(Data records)
==================================================

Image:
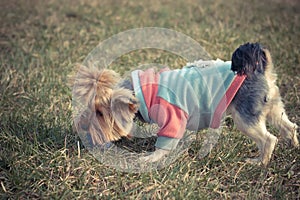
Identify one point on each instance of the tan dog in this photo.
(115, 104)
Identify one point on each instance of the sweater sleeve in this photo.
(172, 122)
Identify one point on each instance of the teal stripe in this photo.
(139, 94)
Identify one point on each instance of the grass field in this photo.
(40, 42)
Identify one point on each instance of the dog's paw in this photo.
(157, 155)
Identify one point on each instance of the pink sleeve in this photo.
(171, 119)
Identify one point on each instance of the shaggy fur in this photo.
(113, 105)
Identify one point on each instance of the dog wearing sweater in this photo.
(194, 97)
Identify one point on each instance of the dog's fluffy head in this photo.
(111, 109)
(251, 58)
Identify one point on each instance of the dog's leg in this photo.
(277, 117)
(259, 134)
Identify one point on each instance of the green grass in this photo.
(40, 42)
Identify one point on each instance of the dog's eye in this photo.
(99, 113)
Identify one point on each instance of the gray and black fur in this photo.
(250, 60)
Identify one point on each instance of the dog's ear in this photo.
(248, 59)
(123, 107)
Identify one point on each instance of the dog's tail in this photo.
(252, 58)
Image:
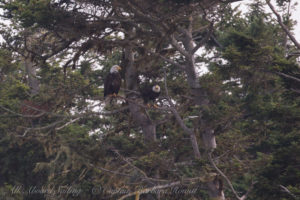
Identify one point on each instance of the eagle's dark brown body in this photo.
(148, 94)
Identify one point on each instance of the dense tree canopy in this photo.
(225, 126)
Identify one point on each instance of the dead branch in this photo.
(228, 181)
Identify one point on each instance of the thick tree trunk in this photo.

==================================================

Repeat the records above exactly, omitting every picture.

*RESULT*:
Image:
Identify one point on each instance of the tan dog in this photo.
(115, 104)
Identify one point on each instance of the sweater sleeve in this photo.
(172, 122)
Identify one point on each instance of the teal stripe in this photo.
(139, 94)
Identify one point on each instance of the grass field in this photo.
(40, 42)
Identify one point on each instance of the dog's paw in this photo.
(157, 155)
Identify one point on each instance of the pink sleeve in this photo.
(171, 119)
Identify one point on each instance of the shaggy fur in this photo.
(113, 105)
Identify one point on each instance of the dog wearing sweater in this photo.
(194, 97)
Identify one point on each instance of the dog's fluffy head in this photo.
(111, 109)
(251, 58)
Identify one point on each instance of the dog's leg in this photo.
(277, 117)
(259, 134)
Identify one point on each instance of the green grass in this photo.
(40, 42)
Identify one point on each instance of the dog's eye in this photo.
(99, 113)
Identify one point on each instance of the gray and black fur in this photo.
(250, 60)
Identify one point on each instance of the dog's ear in this photo.
(248, 59)
(123, 107)
Identify one point on each instance of the dog's tail in this photo.
(252, 58)
Image:
Identify one point on each instance of the eagle's dark brown body in this photo.
(148, 94)
Identify one point on each instance of the dense tree canopy in this photo.
(225, 126)
Identify one point on each instance of the dead branch in this photo.
(228, 181)
Identify one point on each instance of the thick tree trunk in this photo.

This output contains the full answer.